Problem 1
List every film title that appears in the movie review passage below.
Problem 2
In the movie review passage below, reproduce the text from "My favorite movie" up to and including "world you share.".

You can read Aly’s review here.

Get Out

This was the first standout movie of the year, and the fact that it continued standing is a testament to its quality. Jordan Peele’s directorial debut is the year’s best black comedy / horror movie, using the trappings of genre to convey a sociopolitical message that feels even more relevant after the 2016 election. What makes it shine, though, is just how it slips its soul into a pretty formalist horror movie. It’s one thing to make a flawed experimental film and get credit for it, or another to make a good but mediocre movie that hits all the right beats. The most special thing about 2017, however, is how many movies redefined their respective genres with wholly unique, original takes that nonetheless fit precisely into their molds. If the key to great storytelling is creating a familiar emotional and structural context and then subverting it, well, Get Out is better than all the rest.

 

Lady Bird

My favorite movie in 2014 was Boyhood. Lady Bird is an equal and opposite coming-of-age masterpiece. Saoirse Ronan brings such life and vitality to her teenage rebel, as does Laurie Metcalf as her strong-willed, under-appreciated mother. Most movies in this genre are about teenagers being celebrated even when they learn life lessons and grow. Lady Bird never feels like it’s idealizing its titular character’s adolescence. Her growth as a more empathetic, understanding person doesn’t come through outsized drama, but rather her interactions with the people in her life as they help her through the end of high school and the transition to college. Growing into adulthood isn’t just about the responsibilities we take on, it’s about understanding the people around you as equal participants in the world you share.

Supplied data

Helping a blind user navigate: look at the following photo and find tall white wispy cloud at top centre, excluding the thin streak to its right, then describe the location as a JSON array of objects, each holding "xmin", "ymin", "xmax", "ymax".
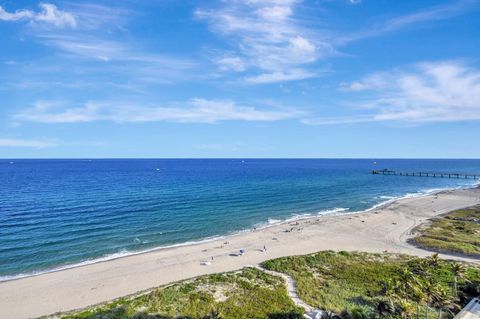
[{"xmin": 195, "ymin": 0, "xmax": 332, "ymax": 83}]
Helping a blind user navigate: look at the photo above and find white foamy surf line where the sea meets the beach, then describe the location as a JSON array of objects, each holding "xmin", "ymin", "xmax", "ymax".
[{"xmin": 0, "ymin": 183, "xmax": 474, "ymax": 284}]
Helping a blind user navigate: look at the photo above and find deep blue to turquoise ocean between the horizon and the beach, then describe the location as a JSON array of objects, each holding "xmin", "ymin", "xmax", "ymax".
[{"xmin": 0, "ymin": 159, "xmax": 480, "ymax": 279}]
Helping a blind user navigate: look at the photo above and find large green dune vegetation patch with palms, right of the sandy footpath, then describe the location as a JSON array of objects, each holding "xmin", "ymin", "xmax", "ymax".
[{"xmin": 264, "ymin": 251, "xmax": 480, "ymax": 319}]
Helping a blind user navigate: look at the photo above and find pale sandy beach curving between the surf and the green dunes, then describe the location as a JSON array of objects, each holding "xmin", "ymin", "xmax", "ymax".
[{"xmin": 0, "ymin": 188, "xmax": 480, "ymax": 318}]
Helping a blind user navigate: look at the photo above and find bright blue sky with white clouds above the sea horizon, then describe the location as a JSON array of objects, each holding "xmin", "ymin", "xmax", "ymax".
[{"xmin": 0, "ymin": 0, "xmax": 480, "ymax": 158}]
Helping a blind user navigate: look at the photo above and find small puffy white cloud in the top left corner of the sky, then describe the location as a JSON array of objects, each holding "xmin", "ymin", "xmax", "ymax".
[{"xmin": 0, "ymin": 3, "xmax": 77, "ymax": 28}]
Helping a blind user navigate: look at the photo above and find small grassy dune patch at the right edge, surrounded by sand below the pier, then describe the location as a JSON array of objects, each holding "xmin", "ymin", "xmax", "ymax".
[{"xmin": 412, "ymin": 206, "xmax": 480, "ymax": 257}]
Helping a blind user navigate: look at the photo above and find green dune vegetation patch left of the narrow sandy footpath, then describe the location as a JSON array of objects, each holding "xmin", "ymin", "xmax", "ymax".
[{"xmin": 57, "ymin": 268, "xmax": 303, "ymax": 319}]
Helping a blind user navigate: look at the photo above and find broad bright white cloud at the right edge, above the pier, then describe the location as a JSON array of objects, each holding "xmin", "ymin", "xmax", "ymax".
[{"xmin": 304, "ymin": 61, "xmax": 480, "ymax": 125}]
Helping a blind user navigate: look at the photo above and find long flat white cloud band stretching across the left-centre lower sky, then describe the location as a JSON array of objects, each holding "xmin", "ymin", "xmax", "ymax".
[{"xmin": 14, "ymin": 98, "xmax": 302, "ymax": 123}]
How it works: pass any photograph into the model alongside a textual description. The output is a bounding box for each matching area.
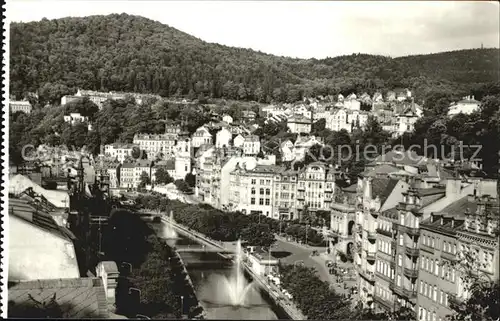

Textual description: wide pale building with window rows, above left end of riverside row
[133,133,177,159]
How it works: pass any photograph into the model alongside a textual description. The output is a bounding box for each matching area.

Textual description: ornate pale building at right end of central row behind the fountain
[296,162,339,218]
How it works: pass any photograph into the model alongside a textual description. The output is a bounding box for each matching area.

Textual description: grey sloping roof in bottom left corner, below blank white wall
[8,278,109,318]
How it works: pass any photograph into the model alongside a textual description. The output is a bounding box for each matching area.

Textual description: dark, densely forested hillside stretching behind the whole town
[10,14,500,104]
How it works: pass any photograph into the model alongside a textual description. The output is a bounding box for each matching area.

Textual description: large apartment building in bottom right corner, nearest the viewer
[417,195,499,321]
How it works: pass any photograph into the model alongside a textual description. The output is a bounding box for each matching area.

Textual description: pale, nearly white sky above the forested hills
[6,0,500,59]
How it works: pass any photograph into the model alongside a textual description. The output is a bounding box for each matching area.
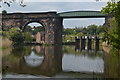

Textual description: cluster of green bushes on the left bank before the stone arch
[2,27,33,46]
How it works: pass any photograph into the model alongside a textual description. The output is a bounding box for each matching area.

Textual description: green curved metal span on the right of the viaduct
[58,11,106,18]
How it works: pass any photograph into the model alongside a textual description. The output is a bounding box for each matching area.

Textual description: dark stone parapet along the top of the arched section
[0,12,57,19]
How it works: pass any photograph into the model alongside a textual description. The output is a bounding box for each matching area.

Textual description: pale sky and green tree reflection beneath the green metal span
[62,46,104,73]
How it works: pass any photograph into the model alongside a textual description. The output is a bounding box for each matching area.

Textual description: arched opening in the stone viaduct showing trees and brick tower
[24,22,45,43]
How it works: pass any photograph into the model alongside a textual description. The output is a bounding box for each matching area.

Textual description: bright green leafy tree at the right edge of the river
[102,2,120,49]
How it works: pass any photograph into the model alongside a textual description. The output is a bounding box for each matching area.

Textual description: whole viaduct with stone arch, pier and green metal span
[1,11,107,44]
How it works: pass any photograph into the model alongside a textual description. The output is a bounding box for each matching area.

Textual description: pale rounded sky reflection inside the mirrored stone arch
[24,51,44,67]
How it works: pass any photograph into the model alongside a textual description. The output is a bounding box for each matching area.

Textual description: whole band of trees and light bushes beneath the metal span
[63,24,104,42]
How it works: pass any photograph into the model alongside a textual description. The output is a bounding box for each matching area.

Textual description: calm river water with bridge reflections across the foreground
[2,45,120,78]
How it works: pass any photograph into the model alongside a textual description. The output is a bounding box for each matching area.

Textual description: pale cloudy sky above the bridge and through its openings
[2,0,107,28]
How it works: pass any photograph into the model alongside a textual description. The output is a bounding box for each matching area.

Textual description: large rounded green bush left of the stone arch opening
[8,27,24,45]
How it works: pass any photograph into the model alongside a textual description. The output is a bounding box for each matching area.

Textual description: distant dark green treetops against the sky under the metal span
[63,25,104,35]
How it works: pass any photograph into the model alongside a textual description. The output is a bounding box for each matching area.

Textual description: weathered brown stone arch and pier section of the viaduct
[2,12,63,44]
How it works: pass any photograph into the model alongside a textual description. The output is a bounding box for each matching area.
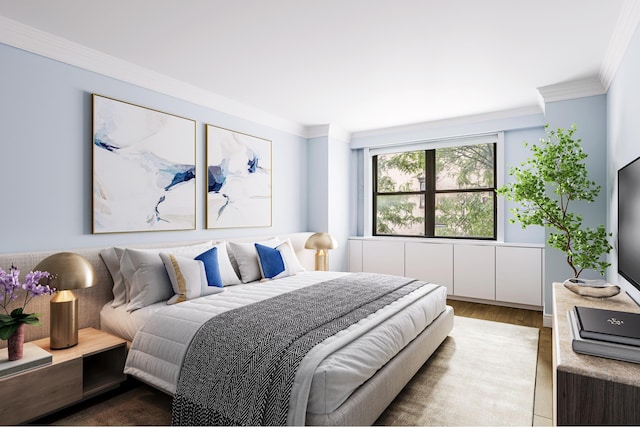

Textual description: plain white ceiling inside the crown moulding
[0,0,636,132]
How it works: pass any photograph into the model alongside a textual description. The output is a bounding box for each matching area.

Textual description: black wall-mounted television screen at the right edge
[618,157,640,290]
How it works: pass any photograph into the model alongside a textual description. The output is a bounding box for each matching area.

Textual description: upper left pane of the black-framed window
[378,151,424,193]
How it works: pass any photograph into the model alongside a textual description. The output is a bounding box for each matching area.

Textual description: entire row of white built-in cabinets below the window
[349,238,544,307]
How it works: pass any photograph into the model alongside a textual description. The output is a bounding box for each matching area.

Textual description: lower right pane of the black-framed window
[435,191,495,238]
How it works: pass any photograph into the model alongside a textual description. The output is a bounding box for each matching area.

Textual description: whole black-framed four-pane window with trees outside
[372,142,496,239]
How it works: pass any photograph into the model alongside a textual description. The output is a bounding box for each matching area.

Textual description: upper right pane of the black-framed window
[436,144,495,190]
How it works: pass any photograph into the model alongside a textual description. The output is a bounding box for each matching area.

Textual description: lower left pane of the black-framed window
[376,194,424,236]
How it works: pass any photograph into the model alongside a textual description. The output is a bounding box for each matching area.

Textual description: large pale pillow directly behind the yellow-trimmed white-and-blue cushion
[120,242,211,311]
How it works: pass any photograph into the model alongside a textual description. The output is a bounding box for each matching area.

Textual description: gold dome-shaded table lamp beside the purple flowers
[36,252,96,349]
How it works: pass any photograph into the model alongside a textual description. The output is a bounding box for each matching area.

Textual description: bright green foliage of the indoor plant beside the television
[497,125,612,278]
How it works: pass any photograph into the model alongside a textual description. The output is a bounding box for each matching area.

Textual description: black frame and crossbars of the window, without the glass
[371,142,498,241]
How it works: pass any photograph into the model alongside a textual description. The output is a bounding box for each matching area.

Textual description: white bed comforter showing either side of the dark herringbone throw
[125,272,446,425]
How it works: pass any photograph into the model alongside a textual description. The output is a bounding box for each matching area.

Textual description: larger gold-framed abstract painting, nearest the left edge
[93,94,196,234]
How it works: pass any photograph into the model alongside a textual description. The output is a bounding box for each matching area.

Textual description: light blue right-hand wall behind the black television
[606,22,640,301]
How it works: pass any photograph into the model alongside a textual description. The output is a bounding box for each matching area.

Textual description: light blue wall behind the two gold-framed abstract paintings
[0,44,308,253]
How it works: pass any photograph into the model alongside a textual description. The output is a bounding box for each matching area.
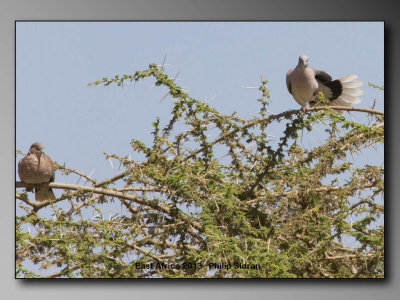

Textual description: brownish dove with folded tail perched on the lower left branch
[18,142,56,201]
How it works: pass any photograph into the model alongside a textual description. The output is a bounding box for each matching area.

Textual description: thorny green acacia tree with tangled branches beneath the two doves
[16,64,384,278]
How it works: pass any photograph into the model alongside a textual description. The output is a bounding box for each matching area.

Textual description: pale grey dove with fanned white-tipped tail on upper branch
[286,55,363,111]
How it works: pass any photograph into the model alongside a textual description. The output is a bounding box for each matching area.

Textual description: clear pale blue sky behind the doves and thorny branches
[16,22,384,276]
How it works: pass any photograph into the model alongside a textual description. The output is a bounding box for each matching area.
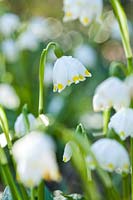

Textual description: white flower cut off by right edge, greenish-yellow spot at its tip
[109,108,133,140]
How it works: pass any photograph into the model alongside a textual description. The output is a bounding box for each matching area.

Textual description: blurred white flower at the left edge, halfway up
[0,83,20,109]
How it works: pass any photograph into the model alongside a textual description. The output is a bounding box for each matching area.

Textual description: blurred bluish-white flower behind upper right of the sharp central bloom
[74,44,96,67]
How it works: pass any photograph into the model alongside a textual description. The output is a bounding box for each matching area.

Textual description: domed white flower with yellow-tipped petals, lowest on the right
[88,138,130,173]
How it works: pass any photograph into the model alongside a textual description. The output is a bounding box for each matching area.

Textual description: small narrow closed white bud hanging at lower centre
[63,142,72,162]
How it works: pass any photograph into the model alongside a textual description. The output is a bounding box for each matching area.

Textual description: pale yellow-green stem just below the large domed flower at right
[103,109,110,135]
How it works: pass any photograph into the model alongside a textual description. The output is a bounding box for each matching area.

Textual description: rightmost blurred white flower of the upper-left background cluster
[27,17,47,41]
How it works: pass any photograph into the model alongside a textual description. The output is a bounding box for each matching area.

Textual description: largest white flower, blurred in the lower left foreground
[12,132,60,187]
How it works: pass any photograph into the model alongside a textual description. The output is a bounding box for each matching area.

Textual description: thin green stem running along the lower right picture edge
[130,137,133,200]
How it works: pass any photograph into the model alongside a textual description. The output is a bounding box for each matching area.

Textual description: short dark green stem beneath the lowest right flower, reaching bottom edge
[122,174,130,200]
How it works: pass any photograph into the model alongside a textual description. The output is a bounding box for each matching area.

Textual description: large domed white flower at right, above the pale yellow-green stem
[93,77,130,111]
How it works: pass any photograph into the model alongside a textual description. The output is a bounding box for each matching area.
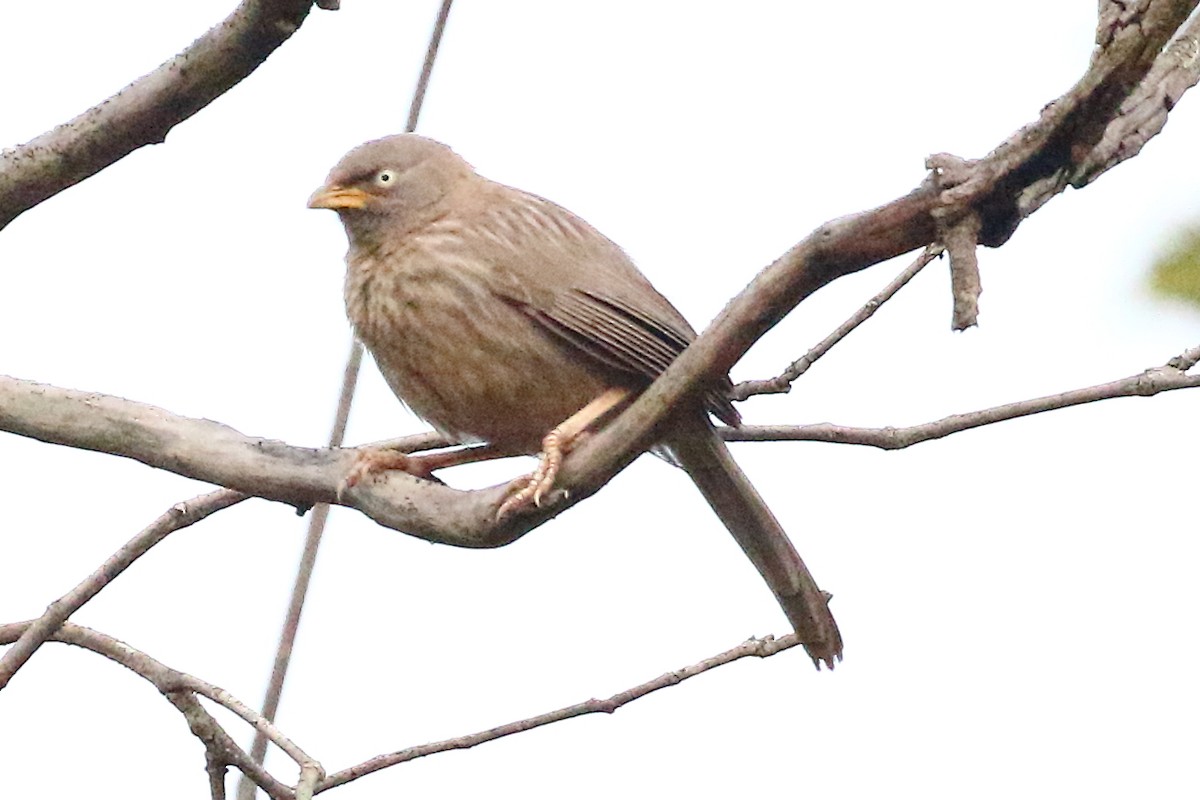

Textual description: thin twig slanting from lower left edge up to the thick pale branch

Output 1
Get Out
Lady Bird
Boyhood

Output 2
My favorite movie in 2014 was Boyhood. Lady Bird is an equal and opposite coming-of-age masterpiece. Saoirse Ronan brings such life and vitality to her teenage rebel, as does Laurie Metcalf as her strong-willed, under-appreciated mother. Most movies in this genre are about teenagers being celebrated even when they learn life lessons and grow. Lady Bird never feels like it’s idealizing its titular character’s adolescence. Her growth as a more empathetic, understanding person doesn’t come through outsized drama, but rather her interactions with the people in her life as they help her through the end of high school and the transition to college. Growing into adulthood isn’t just about the responsibilities we take on, it’s about understanding the people around you as equal participants in the world you share.